# Text shown
........
Why Europe Fears Biotech Foods

By Michael Fumento
Copyright 2000 Wall Street Journal
January 14, 2000


In response to recent food scares, the European Commission on Wednesday proposed the creation of an advisory board of scientists to advise the European Union on food safety. Such a panel could help bridge the gap between American acceptance of, and European distrust--even terror--of, biotech foods.

Europeans call biotech foods "Frankenfood" or "mutant." Even their "neutral" term "genetically modified" has an ominous ring. And Europeans are listening. According to a poll conducted by the European Commission, Europeans are more likely than Americans "to view agricultural biotech as a threat . . . to the moral order, and more likely to associate [biotech] foods with menacing images of adulteration, infection and monsters."

Monsters? Blimey! Sacre Bleu! What's going on?

There's no short answer. The undercurrent of the controversy is the clash between American and European attitudes toward food in general. "Food is our culture," one Frenchman told me--and that culture is a conservative one. That biotech food is different in any way from its predecessors is, for many Europeans, a strike against it, even if the difference has no effect on health or taste.

The fact is, virtually everything we eat has been "genetically modified" by the hand of man through selective breeding, beginning thousands of years ago. What's new is the ability to select and transfer specific genes or sets of genes more precisely. Yet this newness allows Europe's heavily subsidized farmers to exploit fears that biotech food may pose some as-yet-undefined health risk.

And that's the real story here: The campaign of fear-mongering against the biotech industry in Europe is a sop to special interest groups, particularly environmentalist and heavily subsidized EU farmers.

Virtually all biotech seed currently sold has one ultimate purpose: allowing farmers to grow more food on less land at less cost. But the potential for that kind of efficiency and productivity threatens the status quo for European farmers, who are about twice as heavily subsidized as their American counterparts. "Farmers here are embracing organic techniques precisely because they produce far lower yields," says Roger Bate of London's Institute for Economic Affairs. "The last thing they want is to be more productive." That would drive prices down.
........
# Extracted entries
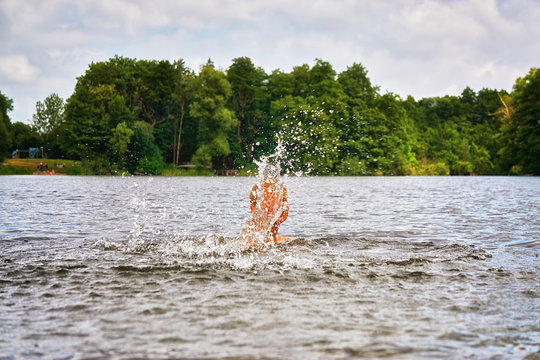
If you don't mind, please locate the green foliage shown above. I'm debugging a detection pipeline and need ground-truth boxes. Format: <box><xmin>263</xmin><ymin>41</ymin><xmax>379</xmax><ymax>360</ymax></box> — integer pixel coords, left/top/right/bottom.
<box><xmin>4</xmin><ymin>56</ymin><xmax>540</xmax><ymax>175</ymax></box>
<box><xmin>0</xmin><ymin>165</ymin><xmax>34</xmax><ymax>175</ymax></box>
<box><xmin>11</xmin><ymin>121</ymin><xmax>44</xmax><ymax>150</ymax></box>
<box><xmin>190</xmin><ymin>63</ymin><xmax>238</xmax><ymax>166</ymax></box>
<box><xmin>0</xmin><ymin>91</ymin><xmax>13</xmax><ymax>161</ymax></box>
<box><xmin>499</xmin><ymin>68</ymin><xmax>540</xmax><ymax>175</ymax></box>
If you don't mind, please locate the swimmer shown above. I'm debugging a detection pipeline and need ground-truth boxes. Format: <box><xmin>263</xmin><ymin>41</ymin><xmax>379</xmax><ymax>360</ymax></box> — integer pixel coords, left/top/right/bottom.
<box><xmin>246</xmin><ymin>165</ymin><xmax>289</xmax><ymax>249</ymax></box>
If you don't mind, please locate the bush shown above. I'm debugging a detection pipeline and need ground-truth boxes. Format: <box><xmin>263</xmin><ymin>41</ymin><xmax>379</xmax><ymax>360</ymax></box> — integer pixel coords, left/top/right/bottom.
<box><xmin>0</xmin><ymin>165</ymin><xmax>34</xmax><ymax>175</ymax></box>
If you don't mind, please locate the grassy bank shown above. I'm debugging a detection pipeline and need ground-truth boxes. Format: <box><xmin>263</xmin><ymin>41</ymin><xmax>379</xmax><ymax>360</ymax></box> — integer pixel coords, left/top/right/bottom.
<box><xmin>0</xmin><ymin>159</ymin><xmax>81</xmax><ymax>175</ymax></box>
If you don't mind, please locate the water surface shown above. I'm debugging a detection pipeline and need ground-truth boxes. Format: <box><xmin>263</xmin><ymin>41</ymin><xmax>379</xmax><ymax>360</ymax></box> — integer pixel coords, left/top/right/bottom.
<box><xmin>0</xmin><ymin>176</ymin><xmax>540</xmax><ymax>359</ymax></box>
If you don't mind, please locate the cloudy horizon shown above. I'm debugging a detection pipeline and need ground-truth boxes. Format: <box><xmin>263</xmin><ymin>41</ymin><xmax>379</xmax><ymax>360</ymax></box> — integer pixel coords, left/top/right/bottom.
<box><xmin>0</xmin><ymin>0</ymin><xmax>540</xmax><ymax>123</ymax></box>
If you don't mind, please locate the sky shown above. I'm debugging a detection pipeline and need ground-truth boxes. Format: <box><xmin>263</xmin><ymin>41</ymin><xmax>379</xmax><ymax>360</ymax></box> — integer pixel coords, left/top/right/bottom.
<box><xmin>0</xmin><ymin>0</ymin><xmax>540</xmax><ymax>123</ymax></box>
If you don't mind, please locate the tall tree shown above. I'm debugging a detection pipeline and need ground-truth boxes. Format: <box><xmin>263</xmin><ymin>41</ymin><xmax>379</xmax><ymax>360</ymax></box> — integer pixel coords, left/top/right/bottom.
<box><xmin>500</xmin><ymin>68</ymin><xmax>540</xmax><ymax>175</ymax></box>
<box><xmin>190</xmin><ymin>61</ymin><xmax>238</xmax><ymax>166</ymax></box>
<box><xmin>0</xmin><ymin>91</ymin><xmax>13</xmax><ymax>160</ymax></box>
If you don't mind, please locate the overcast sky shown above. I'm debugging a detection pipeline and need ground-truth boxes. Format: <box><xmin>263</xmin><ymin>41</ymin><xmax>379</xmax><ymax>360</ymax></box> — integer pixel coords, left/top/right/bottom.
<box><xmin>0</xmin><ymin>0</ymin><xmax>540</xmax><ymax>123</ymax></box>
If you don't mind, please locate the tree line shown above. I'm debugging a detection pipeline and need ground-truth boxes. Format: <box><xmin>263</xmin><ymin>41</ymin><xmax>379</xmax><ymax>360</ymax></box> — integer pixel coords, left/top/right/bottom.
<box><xmin>0</xmin><ymin>56</ymin><xmax>540</xmax><ymax>175</ymax></box>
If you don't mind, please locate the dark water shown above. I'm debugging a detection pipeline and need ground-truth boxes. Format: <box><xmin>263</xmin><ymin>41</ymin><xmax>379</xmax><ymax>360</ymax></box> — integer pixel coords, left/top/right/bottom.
<box><xmin>0</xmin><ymin>176</ymin><xmax>540</xmax><ymax>359</ymax></box>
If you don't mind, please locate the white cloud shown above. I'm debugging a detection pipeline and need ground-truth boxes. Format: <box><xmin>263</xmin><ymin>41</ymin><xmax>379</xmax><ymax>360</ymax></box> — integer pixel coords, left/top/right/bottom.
<box><xmin>0</xmin><ymin>0</ymin><xmax>540</xmax><ymax>122</ymax></box>
<box><xmin>0</xmin><ymin>54</ymin><xmax>39</xmax><ymax>83</ymax></box>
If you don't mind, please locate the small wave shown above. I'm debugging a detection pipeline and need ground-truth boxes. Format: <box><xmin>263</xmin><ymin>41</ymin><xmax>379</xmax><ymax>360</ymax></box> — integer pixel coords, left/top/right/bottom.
<box><xmin>508</xmin><ymin>239</ymin><xmax>540</xmax><ymax>250</ymax></box>
<box><xmin>92</xmin><ymin>234</ymin><xmax>318</xmax><ymax>273</ymax></box>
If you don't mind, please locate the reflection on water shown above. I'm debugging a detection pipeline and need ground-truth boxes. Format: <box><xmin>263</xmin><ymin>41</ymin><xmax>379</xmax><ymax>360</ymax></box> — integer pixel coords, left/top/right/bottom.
<box><xmin>0</xmin><ymin>176</ymin><xmax>540</xmax><ymax>359</ymax></box>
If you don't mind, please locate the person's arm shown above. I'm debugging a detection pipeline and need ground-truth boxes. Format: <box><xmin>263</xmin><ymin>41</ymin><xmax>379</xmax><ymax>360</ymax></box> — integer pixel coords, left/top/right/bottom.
<box><xmin>277</xmin><ymin>186</ymin><xmax>289</xmax><ymax>223</ymax></box>
<box><xmin>249</xmin><ymin>184</ymin><xmax>258</xmax><ymax>212</ymax></box>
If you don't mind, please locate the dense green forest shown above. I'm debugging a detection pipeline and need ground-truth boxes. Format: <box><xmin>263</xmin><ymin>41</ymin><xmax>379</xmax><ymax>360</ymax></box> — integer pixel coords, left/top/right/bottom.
<box><xmin>0</xmin><ymin>56</ymin><xmax>540</xmax><ymax>175</ymax></box>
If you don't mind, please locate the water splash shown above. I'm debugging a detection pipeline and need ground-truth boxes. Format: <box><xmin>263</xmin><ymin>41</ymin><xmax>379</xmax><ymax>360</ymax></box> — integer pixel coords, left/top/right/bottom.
<box><xmin>239</xmin><ymin>157</ymin><xmax>289</xmax><ymax>250</ymax></box>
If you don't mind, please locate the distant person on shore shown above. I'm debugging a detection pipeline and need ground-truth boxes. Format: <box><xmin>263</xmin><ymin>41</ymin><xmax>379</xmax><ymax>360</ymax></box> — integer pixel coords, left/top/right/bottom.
<box><xmin>244</xmin><ymin>164</ymin><xmax>289</xmax><ymax>249</ymax></box>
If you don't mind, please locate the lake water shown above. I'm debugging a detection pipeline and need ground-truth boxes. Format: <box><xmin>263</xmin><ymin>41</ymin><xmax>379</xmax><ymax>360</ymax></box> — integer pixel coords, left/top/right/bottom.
<box><xmin>0</xmin><ymin>176</ymin><xmax>540</xmax><ymax>359</ymax></box>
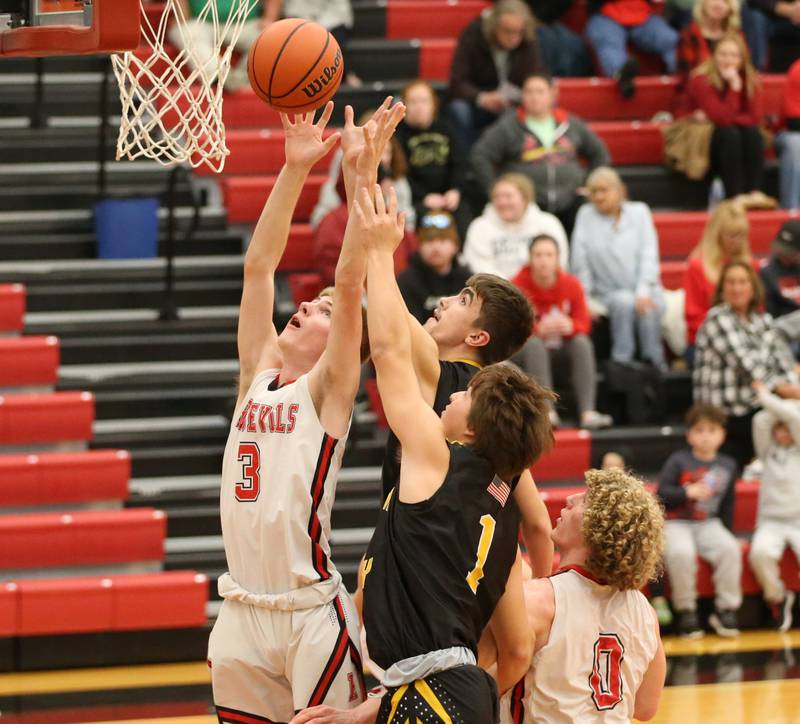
........
# Prompt
According to the biotech foods article, how heavily subsidized are European farmers compared with their American counterparts? Rely only on the text, not the records.

# Task result
About twice as heavily subsidized.